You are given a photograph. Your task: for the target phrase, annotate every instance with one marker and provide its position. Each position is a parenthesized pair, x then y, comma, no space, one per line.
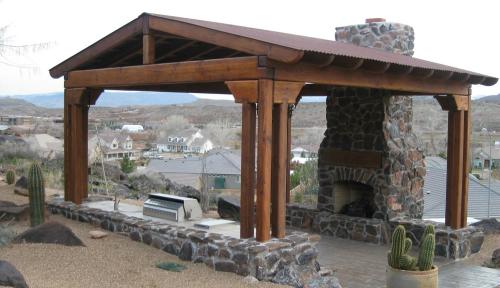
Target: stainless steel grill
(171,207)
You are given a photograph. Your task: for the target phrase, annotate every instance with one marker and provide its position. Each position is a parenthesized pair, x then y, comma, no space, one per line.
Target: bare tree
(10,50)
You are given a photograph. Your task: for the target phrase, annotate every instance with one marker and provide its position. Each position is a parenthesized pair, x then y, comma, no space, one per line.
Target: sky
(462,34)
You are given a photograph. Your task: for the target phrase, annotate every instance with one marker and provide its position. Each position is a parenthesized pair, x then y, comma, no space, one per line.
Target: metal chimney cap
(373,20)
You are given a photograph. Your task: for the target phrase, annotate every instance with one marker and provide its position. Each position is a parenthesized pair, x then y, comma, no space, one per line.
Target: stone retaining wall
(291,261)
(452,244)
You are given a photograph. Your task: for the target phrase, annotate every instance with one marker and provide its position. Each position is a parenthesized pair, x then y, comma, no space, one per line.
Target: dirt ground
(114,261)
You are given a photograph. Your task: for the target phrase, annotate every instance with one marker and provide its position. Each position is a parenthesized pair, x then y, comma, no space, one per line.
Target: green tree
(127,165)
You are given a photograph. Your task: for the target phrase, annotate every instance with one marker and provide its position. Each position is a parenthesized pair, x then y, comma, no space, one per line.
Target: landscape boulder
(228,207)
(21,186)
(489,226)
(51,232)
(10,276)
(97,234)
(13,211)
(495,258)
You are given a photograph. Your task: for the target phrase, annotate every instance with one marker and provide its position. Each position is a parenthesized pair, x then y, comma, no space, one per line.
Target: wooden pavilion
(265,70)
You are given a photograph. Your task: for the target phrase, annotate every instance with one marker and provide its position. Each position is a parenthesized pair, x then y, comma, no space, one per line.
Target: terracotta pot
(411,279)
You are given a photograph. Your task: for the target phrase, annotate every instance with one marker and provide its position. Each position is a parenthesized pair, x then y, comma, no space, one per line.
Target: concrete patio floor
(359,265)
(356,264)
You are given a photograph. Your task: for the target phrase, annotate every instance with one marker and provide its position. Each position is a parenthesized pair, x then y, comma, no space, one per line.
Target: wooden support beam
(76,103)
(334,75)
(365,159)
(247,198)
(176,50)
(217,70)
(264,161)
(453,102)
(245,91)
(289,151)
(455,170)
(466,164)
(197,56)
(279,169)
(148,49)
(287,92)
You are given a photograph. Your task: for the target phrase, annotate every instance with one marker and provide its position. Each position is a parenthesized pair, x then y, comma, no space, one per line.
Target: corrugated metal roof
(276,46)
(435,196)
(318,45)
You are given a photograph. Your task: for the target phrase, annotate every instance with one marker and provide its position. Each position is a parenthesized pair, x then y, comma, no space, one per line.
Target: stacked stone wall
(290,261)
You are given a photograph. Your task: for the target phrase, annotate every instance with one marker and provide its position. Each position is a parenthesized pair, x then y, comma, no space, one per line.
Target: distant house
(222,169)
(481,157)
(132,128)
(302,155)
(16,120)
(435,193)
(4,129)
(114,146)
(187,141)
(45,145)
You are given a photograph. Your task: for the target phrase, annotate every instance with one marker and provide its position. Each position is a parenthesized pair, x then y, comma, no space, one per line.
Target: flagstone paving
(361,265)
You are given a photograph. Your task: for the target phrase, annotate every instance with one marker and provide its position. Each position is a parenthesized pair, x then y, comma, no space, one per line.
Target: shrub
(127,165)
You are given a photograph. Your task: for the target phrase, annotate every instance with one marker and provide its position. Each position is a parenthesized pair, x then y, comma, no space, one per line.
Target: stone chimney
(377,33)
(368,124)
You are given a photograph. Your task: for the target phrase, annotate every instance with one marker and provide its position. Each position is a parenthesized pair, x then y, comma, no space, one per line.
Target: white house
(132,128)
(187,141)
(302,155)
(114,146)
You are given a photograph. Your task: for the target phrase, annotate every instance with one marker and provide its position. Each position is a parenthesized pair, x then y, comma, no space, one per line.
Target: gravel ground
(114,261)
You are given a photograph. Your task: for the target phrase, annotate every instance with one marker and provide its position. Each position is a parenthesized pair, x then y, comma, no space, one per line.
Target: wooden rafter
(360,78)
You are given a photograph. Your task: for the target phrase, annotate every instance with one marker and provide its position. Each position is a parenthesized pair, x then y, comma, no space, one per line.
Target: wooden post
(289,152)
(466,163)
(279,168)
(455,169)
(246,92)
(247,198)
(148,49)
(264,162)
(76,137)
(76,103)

◇ ◇ ◇ ◇

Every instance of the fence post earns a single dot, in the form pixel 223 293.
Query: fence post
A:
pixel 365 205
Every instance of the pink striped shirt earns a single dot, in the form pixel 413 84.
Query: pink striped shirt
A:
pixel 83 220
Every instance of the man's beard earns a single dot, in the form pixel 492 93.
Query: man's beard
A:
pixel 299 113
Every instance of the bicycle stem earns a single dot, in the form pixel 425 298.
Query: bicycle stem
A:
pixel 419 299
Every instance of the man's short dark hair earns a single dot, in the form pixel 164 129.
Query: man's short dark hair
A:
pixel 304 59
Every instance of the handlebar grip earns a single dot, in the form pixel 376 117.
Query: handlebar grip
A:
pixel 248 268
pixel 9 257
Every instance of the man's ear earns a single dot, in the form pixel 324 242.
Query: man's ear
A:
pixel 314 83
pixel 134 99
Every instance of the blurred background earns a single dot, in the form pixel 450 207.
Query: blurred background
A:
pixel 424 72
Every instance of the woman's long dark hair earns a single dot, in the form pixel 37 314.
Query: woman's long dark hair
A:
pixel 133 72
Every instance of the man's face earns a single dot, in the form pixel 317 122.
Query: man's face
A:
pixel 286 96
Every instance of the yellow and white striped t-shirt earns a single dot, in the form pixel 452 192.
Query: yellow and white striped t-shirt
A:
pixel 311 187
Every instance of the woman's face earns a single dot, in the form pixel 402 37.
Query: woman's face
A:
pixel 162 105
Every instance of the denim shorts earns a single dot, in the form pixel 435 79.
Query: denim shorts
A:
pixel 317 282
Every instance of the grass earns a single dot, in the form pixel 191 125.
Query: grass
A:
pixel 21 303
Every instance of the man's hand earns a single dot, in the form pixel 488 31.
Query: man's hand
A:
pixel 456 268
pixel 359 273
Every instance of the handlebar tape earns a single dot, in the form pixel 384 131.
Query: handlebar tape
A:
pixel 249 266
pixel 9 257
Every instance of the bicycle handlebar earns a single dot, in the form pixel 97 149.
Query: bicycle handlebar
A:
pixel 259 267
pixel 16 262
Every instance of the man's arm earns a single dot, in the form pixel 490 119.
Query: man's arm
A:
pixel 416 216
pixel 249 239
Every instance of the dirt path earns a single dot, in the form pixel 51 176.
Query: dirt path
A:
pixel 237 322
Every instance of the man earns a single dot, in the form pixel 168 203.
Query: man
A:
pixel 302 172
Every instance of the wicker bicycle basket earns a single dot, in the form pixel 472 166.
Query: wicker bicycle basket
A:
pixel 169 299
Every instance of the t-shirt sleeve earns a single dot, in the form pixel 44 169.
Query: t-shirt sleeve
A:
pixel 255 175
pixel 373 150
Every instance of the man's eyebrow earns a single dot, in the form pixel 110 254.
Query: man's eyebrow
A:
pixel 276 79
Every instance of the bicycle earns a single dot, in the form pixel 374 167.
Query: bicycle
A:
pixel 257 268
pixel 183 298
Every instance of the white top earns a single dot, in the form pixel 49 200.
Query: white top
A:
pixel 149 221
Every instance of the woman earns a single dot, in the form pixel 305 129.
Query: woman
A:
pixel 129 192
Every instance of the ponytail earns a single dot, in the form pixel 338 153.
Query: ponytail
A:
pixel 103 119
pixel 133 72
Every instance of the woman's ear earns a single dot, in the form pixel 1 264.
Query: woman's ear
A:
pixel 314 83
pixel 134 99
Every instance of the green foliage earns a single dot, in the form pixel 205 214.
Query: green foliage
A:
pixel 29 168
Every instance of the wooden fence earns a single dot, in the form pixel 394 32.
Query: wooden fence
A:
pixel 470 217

◇ ◇ ◇ ◇

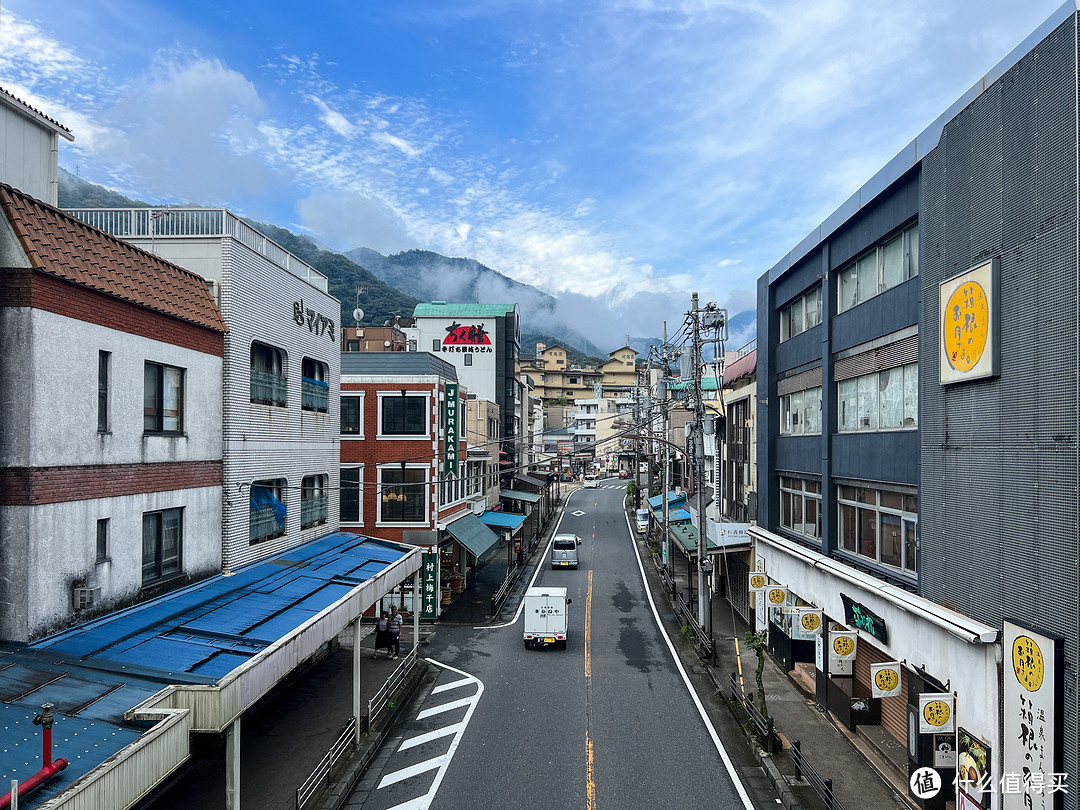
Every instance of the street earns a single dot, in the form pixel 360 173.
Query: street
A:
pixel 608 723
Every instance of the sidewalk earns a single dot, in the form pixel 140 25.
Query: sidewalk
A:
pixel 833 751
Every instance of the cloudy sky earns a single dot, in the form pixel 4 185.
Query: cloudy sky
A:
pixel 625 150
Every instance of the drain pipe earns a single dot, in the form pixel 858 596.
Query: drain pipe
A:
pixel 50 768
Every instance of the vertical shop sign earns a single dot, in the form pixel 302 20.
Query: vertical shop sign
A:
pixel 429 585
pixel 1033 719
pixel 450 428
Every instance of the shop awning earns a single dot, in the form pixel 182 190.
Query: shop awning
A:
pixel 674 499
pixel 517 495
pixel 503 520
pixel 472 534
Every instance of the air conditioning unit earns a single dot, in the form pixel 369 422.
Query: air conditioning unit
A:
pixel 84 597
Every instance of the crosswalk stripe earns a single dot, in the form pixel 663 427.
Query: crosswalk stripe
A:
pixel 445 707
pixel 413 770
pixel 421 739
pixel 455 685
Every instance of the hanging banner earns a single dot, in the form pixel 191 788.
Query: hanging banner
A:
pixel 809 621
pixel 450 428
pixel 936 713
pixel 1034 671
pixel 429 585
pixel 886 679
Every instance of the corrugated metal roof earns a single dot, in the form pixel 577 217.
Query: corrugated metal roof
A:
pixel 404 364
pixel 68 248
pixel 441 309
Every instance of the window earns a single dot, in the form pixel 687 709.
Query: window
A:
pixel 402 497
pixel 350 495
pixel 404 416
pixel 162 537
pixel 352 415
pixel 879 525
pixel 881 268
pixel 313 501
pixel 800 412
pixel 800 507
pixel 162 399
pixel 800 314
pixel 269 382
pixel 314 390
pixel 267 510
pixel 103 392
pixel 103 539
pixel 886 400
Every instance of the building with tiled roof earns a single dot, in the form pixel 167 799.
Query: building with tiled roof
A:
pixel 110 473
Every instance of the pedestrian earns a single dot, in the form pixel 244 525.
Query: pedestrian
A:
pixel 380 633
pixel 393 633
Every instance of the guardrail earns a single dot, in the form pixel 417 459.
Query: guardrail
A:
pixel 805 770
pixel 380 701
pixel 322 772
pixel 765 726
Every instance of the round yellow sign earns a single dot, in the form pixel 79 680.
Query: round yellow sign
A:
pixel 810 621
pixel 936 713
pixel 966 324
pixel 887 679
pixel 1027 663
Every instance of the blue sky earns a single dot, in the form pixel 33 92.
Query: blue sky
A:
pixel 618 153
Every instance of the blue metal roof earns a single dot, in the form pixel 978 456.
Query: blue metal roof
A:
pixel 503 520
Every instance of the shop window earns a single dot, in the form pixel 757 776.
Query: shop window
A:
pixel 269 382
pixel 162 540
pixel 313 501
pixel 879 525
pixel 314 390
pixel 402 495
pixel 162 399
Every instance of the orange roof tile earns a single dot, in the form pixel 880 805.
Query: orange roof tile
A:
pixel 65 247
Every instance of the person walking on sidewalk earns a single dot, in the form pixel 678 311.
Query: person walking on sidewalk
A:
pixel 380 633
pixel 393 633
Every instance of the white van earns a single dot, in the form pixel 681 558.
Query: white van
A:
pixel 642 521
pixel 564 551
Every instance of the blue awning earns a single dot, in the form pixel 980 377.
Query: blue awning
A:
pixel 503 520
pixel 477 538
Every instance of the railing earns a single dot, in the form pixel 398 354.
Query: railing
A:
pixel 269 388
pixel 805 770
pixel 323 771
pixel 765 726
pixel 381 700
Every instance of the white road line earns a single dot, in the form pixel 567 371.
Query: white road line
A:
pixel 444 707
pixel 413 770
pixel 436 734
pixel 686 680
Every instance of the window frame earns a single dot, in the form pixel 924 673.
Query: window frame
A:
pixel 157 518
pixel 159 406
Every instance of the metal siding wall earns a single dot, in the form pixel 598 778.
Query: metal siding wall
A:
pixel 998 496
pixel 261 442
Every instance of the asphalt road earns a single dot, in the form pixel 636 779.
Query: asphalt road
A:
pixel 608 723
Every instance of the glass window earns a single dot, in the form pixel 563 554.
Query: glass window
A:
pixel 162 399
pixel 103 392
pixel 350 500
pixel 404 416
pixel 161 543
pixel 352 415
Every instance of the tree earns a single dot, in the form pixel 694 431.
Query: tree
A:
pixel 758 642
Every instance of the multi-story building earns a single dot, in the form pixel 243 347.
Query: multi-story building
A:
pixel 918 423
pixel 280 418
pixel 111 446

◇ ◇ ◇ ◇

[Objetivo] Reproduce sin cambios todo lo que va desde la línea que contiene "Every instance of the man's ear" hasta la línea que contiene "pixel 424 72", ambas incluidas.

[Resultado]
Every instance of the man's ear earns a single dot, in the form pixel 324 242.
Query: man's ear
A:
pixel 314 83
pixel 134 99
Every instance of the blurred background earns a single dot, in the form pixel 450 207.
Query: blurred background
A:
pixel 424 72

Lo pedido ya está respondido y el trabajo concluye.